◆ **Texte à lire**
···
Compensation des exonérations de taxe foncière sur les propriétés bâties

Question soumise le 25 juin 2009

M. Christian Cambon appelle l'attention de M. le ministre du budget, des comptes publics, de la fonction publique et de la réforme de l'État sur le dossier très sensible des incidences des ventes en bloc des 32 000 logements du patrimoine Icade sur les finances locales des communes concernées.

Les logements locatifs sociaux bénéficient, au moment de leur construction ou de leur rachat, de différents régimes d'exonération de longue durée de la taxe foncière sur les propriétés bâties (TFPB), au profit des propriétaires bailleurs. En revanche, elle n'est pas systématiquement compensée par l'État aux collectivités locales qui bénéficient en principe du produit de la TFPB. La loi prévoyait que l'État ne compensait, très partiellement, les exonérations accordées que si celles-ci entraînaient une perte « substantielle » de recettes, soit une perte supérieure à 10 % du produit total de la TFPB perçu par la collectivité concernée. Aujourd'hui, les règles de compensation varient selon le type de logement social, la période de construction ou d'acquisition de celui-ci et selon que l'on se situe dans les quinze premières années de la période d'exonération ou dans les dix dernières. Il en résulte que les exonérations accordées pour les opérations de construction ou d'acquisition de logements sociaux sous financement PLS ne sont pas compensées aux collectivités par l'État sauf si ces exonérations entraînent une perte « substantielle » de recette supérieure à 10 % du produit total de la TFPB perçue par la collectivité concernée. Les exonérations accordées pour les opérations de construction ou acquisition de logements sociaux sous financement PLAI et PLUS sont compensées par l'État mais avec application au titre de 2009 d'un taux de minoration de 17,108 %, taux qui a vocation à évoluer chaque année en fonction des arbitrages de la loi de finances. Enfin, les règles de compensation sont différentes pour les dix dernières années d'exonération. L'État s'est engagé à compenser les exonérations pour toutes les catégories de logements (PLS, PLAI, PLUS) mais toujours avec application d'un taux de minoration fixé à 17,108 % pour 2009.

L'ensemble de ces mesures a naturellement des conséquences directes sur le budget des collectivités locales, et elles prennent une acuité toute particulière dans la période actuelle. La Caisse des dépôts et consignations a construit à travers sa filiale immobilière la SCIC (devenue Icade) un nombre considérable de logements après la guerre dans toute l'Île-de-France. Elle a commencé à se séparer de certains à la fin des années 1990 et au cours des années 2000 avant d'annoncer, par un communiqué du 12 décembre 2008, sa décision de procéder à la vente de l'ensemble de son parc de logement en Île-de-France soit 32 000 logements. Dans le Val-de-Marne, ce sont 5 800 logements qui sont concernés. Dans ce contexte, la politique d'exonération de TFPB vient sérieusement influer sur les équilibres des budgets locaux et ceci sur une longue période. Si les propriétaires bailleurs y trouvent leur compte, tel n'est pas le cas des collectivités locales. En conséquence, il lui demande si l'État envisage des mesures alternatives ou compensatoires pour aider les communes à faire face à des pertes de rentrées fiscales particulièrement lourdes de conséquences.
···
◆ **Consigne A**
Comment traduire en anglais cette phrase du texte sur les exonérations de taxe foncière : « Dans le Val-de-Marne, ce sont 5 800 logements qui sont concernés. » ?

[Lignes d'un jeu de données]
···
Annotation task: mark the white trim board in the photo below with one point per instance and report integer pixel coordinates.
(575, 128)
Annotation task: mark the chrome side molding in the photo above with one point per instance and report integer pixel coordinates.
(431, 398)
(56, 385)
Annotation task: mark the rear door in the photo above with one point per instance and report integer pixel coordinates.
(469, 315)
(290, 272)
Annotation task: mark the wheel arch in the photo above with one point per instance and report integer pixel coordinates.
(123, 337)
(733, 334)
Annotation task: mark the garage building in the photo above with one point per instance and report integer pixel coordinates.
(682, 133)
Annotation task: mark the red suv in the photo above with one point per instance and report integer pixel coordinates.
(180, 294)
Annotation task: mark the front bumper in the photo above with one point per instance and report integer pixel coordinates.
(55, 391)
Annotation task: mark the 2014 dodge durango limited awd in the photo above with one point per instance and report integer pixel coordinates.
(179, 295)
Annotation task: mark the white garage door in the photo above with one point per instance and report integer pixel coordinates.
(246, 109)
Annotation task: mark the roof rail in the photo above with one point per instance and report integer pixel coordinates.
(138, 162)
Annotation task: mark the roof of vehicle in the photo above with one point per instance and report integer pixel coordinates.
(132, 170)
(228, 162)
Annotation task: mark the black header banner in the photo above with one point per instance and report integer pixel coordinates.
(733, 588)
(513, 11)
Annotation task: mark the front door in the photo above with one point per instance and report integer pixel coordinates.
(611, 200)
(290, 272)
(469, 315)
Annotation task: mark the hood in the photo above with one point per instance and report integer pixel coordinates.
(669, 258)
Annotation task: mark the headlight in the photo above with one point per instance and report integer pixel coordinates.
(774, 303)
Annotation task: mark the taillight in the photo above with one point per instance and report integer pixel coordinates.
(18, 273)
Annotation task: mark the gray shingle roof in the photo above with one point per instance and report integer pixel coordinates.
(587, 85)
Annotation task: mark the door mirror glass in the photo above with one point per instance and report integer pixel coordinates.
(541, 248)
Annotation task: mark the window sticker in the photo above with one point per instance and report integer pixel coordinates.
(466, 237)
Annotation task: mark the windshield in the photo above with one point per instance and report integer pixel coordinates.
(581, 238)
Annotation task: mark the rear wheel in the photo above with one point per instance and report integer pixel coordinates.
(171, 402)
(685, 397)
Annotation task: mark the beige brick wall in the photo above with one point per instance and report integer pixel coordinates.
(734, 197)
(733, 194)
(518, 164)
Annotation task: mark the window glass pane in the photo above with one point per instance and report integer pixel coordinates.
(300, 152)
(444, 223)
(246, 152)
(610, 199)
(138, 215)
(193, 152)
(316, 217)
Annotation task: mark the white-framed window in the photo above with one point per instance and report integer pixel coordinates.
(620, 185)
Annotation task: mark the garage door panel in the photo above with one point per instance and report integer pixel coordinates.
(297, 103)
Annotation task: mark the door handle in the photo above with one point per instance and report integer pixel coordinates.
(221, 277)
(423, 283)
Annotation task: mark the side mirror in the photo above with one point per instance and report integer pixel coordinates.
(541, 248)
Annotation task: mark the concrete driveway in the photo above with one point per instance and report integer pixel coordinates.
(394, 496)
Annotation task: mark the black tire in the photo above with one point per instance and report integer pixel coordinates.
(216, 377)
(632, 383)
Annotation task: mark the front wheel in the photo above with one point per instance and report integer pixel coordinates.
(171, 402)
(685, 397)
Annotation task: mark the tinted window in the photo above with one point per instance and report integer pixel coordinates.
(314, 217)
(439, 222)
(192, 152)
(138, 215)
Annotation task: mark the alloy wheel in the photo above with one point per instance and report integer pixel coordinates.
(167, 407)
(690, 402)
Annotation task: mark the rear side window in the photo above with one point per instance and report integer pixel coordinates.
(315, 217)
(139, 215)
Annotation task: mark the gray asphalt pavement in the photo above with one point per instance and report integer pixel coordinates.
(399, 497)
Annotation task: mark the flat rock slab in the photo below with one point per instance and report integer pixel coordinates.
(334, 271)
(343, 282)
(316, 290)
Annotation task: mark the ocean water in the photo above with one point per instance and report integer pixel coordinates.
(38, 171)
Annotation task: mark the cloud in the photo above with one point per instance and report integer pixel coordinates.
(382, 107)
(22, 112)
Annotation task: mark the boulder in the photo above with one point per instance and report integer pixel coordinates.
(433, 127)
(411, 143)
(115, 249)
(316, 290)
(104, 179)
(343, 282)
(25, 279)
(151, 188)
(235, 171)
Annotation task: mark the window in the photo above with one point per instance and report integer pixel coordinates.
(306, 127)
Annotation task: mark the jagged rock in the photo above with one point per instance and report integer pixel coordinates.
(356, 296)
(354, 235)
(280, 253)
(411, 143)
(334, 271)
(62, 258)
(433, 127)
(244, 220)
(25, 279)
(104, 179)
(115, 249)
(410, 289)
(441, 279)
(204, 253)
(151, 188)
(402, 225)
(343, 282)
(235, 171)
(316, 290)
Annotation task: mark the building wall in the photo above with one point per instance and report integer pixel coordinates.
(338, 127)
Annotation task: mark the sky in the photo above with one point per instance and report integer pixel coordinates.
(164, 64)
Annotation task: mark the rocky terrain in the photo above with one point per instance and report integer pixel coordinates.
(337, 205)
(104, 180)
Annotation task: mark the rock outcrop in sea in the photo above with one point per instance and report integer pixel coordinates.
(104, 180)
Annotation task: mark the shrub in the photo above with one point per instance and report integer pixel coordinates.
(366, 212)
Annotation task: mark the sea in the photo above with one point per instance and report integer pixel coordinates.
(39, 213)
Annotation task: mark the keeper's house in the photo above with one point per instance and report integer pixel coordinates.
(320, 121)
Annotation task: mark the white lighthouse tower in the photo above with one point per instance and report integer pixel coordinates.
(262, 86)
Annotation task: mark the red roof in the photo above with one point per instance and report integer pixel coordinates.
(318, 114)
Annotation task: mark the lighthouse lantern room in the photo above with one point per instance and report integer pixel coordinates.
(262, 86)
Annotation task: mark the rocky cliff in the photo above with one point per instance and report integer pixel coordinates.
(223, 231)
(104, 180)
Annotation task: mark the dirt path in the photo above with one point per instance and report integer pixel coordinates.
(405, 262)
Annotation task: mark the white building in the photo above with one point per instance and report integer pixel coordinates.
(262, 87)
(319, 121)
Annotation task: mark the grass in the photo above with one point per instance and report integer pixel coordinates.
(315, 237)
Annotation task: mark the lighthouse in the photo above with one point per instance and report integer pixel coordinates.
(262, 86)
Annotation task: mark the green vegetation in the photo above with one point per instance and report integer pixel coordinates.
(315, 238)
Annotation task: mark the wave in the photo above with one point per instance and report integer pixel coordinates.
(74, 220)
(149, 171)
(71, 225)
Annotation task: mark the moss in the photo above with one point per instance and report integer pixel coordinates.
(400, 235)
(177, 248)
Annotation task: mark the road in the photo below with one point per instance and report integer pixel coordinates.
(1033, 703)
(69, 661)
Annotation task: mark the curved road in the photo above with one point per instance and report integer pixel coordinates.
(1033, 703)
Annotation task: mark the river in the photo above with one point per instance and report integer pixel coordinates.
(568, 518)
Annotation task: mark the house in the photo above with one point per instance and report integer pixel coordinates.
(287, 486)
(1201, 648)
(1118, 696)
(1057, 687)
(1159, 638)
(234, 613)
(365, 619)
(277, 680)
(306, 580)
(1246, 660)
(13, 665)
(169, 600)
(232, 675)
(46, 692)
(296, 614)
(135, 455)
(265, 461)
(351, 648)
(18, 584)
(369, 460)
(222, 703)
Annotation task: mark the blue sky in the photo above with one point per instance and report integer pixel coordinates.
···
◆ **Consigne B**
Quelles lignes des données contiennent le mot « glass », en respectant la casse ? Recopiez-les toutes.

◆ **Réponse A**
In Val-de-Marne, 5,800 housing units are affected.

◆ **Réponse B**
Annotation task: mark the door mirror glass in the photo above with one point per instance and report integer pixel coordinates.
Annotation task: mark the window glass pane in the photo above with one point per instance and report integer pixel coordinates.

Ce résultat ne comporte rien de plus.